_INSTRUCTIONS FOR THE TASK_
Exactly and in full, give the records again.

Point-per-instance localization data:
○ ○ ○ ○ ○

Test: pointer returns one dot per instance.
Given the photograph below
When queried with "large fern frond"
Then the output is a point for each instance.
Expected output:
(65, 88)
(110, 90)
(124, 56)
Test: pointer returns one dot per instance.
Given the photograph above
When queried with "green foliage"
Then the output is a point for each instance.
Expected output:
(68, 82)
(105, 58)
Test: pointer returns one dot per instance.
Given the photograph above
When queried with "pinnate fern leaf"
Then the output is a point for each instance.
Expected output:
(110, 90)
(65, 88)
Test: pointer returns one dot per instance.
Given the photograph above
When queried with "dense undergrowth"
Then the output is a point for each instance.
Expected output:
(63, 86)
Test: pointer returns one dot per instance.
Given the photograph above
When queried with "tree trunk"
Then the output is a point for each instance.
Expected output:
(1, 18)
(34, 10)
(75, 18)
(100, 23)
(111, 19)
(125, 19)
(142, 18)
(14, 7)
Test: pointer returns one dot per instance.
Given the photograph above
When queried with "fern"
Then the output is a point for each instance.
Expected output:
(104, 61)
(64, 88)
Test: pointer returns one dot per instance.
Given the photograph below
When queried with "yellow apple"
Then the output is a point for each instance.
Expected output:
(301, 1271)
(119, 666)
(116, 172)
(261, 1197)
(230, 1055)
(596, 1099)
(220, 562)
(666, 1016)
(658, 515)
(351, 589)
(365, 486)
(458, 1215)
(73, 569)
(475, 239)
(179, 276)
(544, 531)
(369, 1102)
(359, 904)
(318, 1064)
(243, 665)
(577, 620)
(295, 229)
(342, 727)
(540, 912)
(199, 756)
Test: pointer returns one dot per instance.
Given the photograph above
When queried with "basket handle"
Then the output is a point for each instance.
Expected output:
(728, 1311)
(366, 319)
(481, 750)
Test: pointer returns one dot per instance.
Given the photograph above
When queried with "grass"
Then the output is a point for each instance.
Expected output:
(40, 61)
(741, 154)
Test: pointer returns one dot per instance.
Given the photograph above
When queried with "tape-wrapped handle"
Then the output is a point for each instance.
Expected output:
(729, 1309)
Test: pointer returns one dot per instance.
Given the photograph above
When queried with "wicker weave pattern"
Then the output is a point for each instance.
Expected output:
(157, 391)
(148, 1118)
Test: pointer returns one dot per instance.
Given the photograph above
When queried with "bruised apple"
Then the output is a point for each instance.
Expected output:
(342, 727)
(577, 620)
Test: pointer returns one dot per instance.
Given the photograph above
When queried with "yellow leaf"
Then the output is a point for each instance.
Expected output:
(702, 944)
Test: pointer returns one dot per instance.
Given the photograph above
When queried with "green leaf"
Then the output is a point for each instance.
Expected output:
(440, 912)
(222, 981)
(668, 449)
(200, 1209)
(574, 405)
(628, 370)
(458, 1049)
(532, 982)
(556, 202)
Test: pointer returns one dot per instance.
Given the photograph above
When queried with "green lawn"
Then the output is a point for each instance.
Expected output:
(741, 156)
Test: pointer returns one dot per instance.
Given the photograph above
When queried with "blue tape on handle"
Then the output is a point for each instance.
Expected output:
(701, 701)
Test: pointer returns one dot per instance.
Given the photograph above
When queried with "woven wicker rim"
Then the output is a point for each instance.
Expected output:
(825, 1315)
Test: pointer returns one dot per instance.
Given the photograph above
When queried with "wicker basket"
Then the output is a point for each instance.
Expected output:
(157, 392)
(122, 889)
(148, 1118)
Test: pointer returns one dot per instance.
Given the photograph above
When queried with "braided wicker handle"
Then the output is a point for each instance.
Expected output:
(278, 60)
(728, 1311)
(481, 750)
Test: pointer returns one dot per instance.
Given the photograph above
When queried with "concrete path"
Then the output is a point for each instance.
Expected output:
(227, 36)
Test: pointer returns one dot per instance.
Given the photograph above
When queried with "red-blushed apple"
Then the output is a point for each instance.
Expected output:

○ ○ ○ ○ ○

_WRITTEN ANSWER_
Test: pointer returns one dot per instance.
Given the photograph below
When queried with "large fern frond"
Then the output is a point for each instance.
Expected output:
(65, 88)
(110, 90)
(124, 56)
Test: pointer returns one dot per instance.
Given the photograph above
When queried with "green foliage"
Then the output is a point for each instance.
Expected output:
(68, 82)
(105, 58)
Test: pointer returns one dot per instance.
Given the photograph above
When queried with "pinnate fern leaf"
Then the output is a point for each instance.
Expected output:
(110, 90)
(65, 88)
Test: pointer returns one dot per instance.
Given the photograph above
When queried with "dense undergrowth"
Then the output is a point for each instance.
Expected output:
(63, 86)
Test: pointer returns one dot per instance.
Given the photograph above
When queried with "tree trunk"
Then the output is a point for each instance.
Expected output:
(1, 18)
(34, 10)
(75, 18)
(100, 23)
(111, 19)
(125, 19)
(142, 18)
(14, 7)
Test: pointer returns one dot per instance.
Given the photograph above
When queried with "fern"
Then the output is a point for each instance.
Expected output:
(104, 61)
(64, 88)
Test: pointer returns one dot per instance.
Given the photograph below
When queried with "yellow apple"
Then the output is a point for each instance.
Expected output:
(301, 1271)
(119, 666)
(116, 172)
(261, 1197)
(230, 1055)
(596, 1099)
(220, 562)
(666, 1016)
(658, 515)
(351, 589)
(365, 486)
(458, 1215)
(73, 569)
(475, 239)
(179, 276)
(544, 531)
(369, 1102)
(359, 904)
(318, 1064)
(243, 665)
(577, 620)
(295, 229)
(342, 727)
(540, 912)
(199, 756)
Test: pointer returns one dot per instance.
Given the photograph above
When queried with "basket handle"
Then the output is a point for each instance.
Expected output:
(728, 1311)
(366, 319)
(481, 750)
Test: pointer returns one dot per instance.
Given the photograph above
When queried with "grass"
Then the output is a point for each instance.
Expected output:
(40, 61)
(741, 154)
Test: pointer returns one dot per instance.
Given the photograph above
When queried with "tape-wrapped handle"
Then the output is a point for each instance.
Expected output:
(729, 1309)
Test: pointer returns one dot per instance.
Given the photograph above
When queried with "wicker weave pattern"
Then the output is a point for each instance.
Expected output:
(157, 391)
(148, 1118)
Test: pointer returns one dot per instance.
Given the photograph above
When queried with "bruised apple"
Then the output is a point for each instance.
Expected output:
(342, 727)
(577, 620)
Test: pointer returns one dot per instance.
Given the photograph above
When queried with "yellow leaf"
Then the output is a point for each instance.
Expected output:
(702, 944)
Test: pointer returns one dot per instance.
Given the photograph above
When queried with "green leaf"
Then the output is a point for each instance.
Expected output:
(440, 912)
(222, 981)
(668, 449)
(200, 1209)
(574, 405)
(628, 370)
(458, 1049)
(532, 982)
(556, 202)
Test: pointer returns one dot per instance.
Given the photograph above
When queried with "green lawn"
Then the output is a point for each instance.
Expected output:
(741, 156)
Test: pointer returns one dot per instance.
Given the photograph above
When queried with "blue tape on handle"
Then the output is a point for each instance.
Expected output:
(701, 701)
Test: pointer returns one dot per instance.
Given the photograph above
When queried with "woven wicker rim"
Then the output is a point for each instance.
Expected output:
(825, 1315)
Test: pointer returns one dot per instance.
Given the photograph above
When queried with "wicker basket"
Then the output is a point for each instance.
Expected output:
(157, 392)
(122, 889)
(148, 1118)
Test: pointer returns one dot per instance.
Given the photograph above
When queried with "braided wicker handle"
Then the output is a point for each instance.
Expected output:
(278, 60)
(728, 1311)
(481, 750)
Test: pointer returns one dot per instance.
Given the photograph above
When queried with "concrete path"
Then the output is a point for each instance.
Expected output:
(227, 36)
Test: pointer returns one dot per instance.
Given the photograph above
When queried with "red-blushed apple"
Then the output is a point for each instance.
Expected output:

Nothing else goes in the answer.